+++ DATA LISTING +++
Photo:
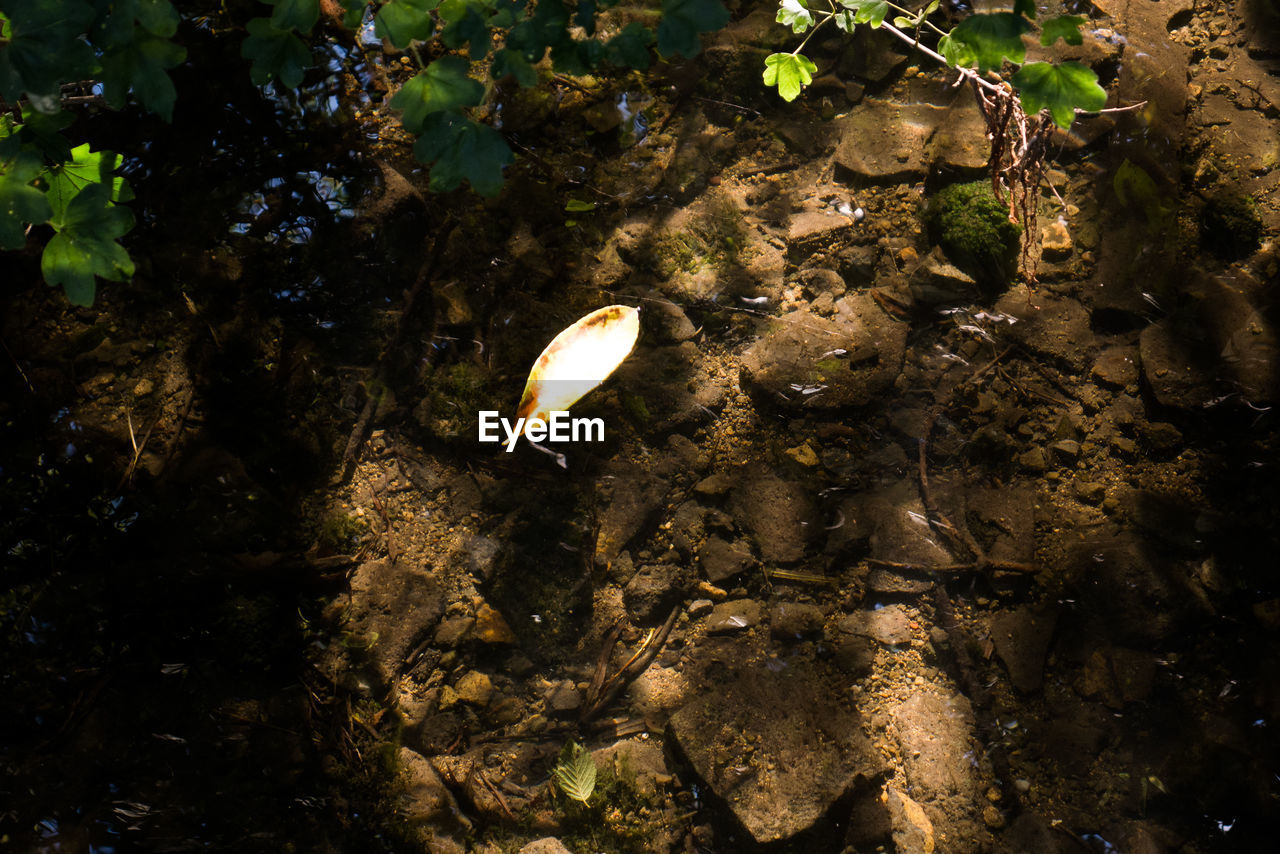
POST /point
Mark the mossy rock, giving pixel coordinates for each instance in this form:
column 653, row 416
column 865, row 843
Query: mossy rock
column 973, row 228
column 1230, row 227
+++
WHAT TO WORK ON — Reproduce every line of the records above verbatim, omitting the pictures.

FULL ANSWER —
Photo:
POST /point
Mark the mossy rock, giving pixel coordinates for each instance in this form:
column 653, row 416
column 865, row 843
Query: mossy rock
column 973, row 228
column 1230, row 227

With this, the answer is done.